** Dataset rows on where objects appear **
— Start —

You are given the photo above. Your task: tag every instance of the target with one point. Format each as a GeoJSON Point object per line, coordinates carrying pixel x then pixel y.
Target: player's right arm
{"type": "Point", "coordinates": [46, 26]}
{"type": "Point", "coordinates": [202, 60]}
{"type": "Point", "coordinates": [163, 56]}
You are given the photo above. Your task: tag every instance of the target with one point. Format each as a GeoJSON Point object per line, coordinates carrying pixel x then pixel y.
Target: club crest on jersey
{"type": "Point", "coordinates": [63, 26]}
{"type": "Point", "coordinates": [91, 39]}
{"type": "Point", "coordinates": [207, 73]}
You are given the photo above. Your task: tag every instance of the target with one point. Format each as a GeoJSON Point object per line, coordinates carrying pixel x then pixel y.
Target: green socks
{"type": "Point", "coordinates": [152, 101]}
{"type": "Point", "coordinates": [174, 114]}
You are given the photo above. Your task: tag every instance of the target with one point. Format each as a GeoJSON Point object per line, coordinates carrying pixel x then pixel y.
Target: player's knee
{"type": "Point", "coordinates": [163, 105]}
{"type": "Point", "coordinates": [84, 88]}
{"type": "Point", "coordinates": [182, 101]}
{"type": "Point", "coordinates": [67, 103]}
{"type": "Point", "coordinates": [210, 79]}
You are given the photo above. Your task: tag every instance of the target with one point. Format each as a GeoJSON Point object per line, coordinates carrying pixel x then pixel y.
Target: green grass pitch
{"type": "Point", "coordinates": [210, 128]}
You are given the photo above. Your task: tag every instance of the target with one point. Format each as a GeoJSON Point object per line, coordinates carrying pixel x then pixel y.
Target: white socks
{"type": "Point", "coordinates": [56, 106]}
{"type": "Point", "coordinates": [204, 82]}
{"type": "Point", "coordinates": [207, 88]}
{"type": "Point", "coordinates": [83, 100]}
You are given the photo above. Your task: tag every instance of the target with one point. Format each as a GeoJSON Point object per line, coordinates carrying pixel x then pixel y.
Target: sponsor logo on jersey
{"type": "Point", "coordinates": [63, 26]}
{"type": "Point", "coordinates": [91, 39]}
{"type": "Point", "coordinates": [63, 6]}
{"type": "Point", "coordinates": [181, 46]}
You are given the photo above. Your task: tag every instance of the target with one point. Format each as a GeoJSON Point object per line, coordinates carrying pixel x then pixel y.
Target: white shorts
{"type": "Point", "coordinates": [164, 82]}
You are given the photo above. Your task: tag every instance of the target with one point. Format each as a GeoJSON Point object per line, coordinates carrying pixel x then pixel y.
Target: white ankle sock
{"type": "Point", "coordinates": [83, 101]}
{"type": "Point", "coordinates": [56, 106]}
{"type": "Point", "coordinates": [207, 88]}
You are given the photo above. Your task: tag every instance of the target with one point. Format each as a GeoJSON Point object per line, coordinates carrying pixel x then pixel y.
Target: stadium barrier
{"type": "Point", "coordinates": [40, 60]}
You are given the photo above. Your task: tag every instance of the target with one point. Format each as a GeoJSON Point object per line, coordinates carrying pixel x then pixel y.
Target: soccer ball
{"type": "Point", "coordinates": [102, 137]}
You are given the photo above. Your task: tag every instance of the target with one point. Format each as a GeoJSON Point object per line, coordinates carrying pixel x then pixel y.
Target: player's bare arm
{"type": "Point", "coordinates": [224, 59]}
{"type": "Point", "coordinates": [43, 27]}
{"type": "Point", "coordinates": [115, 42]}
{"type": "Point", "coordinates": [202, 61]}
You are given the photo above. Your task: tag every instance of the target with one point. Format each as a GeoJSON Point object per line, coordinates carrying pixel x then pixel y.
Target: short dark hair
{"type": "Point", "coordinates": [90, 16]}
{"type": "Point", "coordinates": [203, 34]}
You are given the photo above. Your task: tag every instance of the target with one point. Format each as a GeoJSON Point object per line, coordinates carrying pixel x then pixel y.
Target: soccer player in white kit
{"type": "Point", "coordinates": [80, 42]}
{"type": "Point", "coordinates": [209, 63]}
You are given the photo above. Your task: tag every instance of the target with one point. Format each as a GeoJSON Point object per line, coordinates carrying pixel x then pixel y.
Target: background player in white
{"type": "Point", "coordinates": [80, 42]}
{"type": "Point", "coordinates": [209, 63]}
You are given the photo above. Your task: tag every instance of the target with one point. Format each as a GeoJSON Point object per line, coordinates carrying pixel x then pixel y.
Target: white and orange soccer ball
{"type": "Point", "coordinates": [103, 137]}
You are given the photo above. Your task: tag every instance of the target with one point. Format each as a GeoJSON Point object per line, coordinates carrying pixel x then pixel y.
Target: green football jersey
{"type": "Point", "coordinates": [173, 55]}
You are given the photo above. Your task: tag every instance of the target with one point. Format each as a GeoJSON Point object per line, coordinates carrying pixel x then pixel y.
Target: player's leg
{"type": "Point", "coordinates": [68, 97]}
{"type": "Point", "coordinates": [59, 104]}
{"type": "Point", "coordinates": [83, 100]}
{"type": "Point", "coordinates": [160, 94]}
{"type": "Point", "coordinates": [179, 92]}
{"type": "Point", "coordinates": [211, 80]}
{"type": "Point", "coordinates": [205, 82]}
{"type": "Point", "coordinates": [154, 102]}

— End —

** Work to be completed **
From the first line to the last, please quote the material above exactly.

** Result of this exercise **
You are given the photo above. Your task: tag every instance of the target with one point. Format each as a GeoJSON Point object per line, coordinates carrying pixel x then pixel y.
Target: player's right arm
{"type": "Point", "coordinates": [46, 26]}
{"type": "Point", "coordinates": [202, 60]}
{"type": "Point", "coordinates": [163, 56]}
You are given the photo above. Your task: tag every instance of the target with one point. Format each as a GeoJSON Point object per line, coordinates carrying pixel x then pixel y.
Target: club crest on jersey
{"type": "Point", "coordinates": [63, 26]}
{"type": "Point", "coordinates": [91, 39]}
{"type": "Point", "coordinates": [207, 73]}
You are given the photo above. Your task: tag every instance of the target with one point. Format each as a GeoJSON Point object per line, coordinates carrying pixel x then pixel y.
Target: green socks
{"type": "Point", "coordinates": [152, 101]}
{"type": "Point", "coordinates": [174, 114]}
You are given the photo above. Your task: tag every instance of the target with one point. Format each as a GeoJSON Point object per line, coordinates carrying pixel x then pixel y.
Target: player's knee
{"type": "Point", "coordinates": [163, 105]}
{"type": "Point", "coordinates": [84, 88]}
{"type": "Point", "coordinates": [182, 101]}
{"type": "Point", "coordinates": [67, 103]}
{"type": "Point", "coordinates": [210, 79]}
You are given the photo above. Your task: tag every instance of the target with one point. Format each as a GeoJSON Point object per line, coordinates carrying pixel x then pixel y.
Target: green grass pitch
{"type": "Point", "coordinates": [210, 128]}
You are given the photo above. Your task: tag every instance of the target with one point. Format each as a GeoJSON Point object per line, coordinates carrying pixel x then pixel y.
Target: white socks
{"type": "Point", "coordinates": [56, 106]}
{"type": "Point", "coordinates": [204, 82]}
{"type": "Point", "coordinates": [207, 88]}
{"type": "Point", "coordinates": [83, 100]}
You are given the photo above. Your task: tag every instance of the target with one point. Format each as a GeoJSON Point object per line, coordinates carrying pixel x then pixel y.
Target: sponsor logo on jersey
{"type": "Point", "coordinates": [63, 26]}
{"type": "Point", "coordinates": [91, 39]}
{"type": "Point", "coordinates": [63, 6]}
{"type": "Point", "coordinates": [181, 46]}
You are given the photo above. Your task: tag every instance of the target with one point. Format each as a GeoJSON Point object per line, coordinates carrying pixel x then pixel y.
Target: white shorts
{"type": "Point", "coordinates": [164, 82]}
You are given the photo above. Your task: tag every instance of the target with one point. Format each as a GeoJSON Point object per line, coordinates carrying pixel x then pixel y.
Target: white ankle sock
{"type": "Point", "coordinates": [83, 101]}
{"type": "Point", "coordinates": [56, 106]}
{"type": "Point", "coordinates": [207, 88]}
You are given the photo above. Your task: tag every instance of the target with one point. Format each as a GeoJSON Point object per line, coordinates carrying pixel x then pixel y.
Target: stadium barrier
{"type": "Point", "coordinates": [40, 60]}
You are given the photo above. Your task: tag every instance of the target with one point. Format each as a GeoJSON Point object per line, coordinates carrying pixel x then pixel y.
Target: soccer ball
{"type": "Point", "coordinates": [102, 137]}
You are given the photo above. Your task: tag every instance of the target with one point. Format each as a GeoJSON Point object per line, coordinates carrying pixel x then pixel y.
Target: player's bare arm
{"type": "Point", "coordinates": [224, 59]}
{"type": "Point", "coordinates": [43, 27]}
{"type": "Point", "coordinates": [115, 42]}
{"type": "Point", "coordinates": [202, 61]}
You are given the photo above. Your task: tag every instance of the target with one point. Format each as a GeoJSON Point object per line, coordinates carrying pixel x then pixel y.
Target: short dark hair
{"type": "Point", "coordinates": [90, 16]}
{"type": "Point", "coordinates": [203, 34]}
You are given the photo above. Your task: tag every instance of the target with one point. Format each as a GeoJSON Point object per line, coordinates carrying pixel x then pixel y.
Target: soccer player in white kit
{"type": "Point", "coordinates": [80, 42]}
{"type": "Point", "coordinates": [209, 63]}
You are given the photo above. Your task: tag every instance of the target with one point. Format each as a GeoJSON Point object per line, coordinates carrying pixel x then pixel y.
Target: background player in white
{"type": "Point", "coordinates": [80, 42]}
{"type": "Point", "coordinates": [209, 63]}
You are given the photo above. Your task: tag every instance of the target with one point. Format each as a GeoJSON Point object per line, coordinates carrying pixel x then pixel y.
Target: white and orange soccer ball
{"type": "Point", "coordinates": [103, 137]}
You are given the photo above. Your task: tag every instance of the target with one point. Format each as a GeoJSON Point object per line, coordinates carrying pixel x then pixel y.
Target: green football jersey
{"type": "Point", "coordinates": [173, 55]}
You are given the photo above. Your task: tag every instance of the target with one point. Format each as a GeoJSON Point object per line, coordinates carrying pixel x then pixel y.
Target: player's leg
{"type": "Point", "coordinates": [68, 97]}
{"type": "Point", "coordinates": [59, 104]}
{"type": "Point", "coordinates": [83, 100]}
{"type": "Point", "coordinates": [160, 94]}
{"type": "Point", "coordinates": [179, 92]}
{"type": "Point", "coordinates": [211, 80]}
{"type": "Point", "coordinates": [205, 82]}
{"type": "Point", "coordinates": [154, 102]}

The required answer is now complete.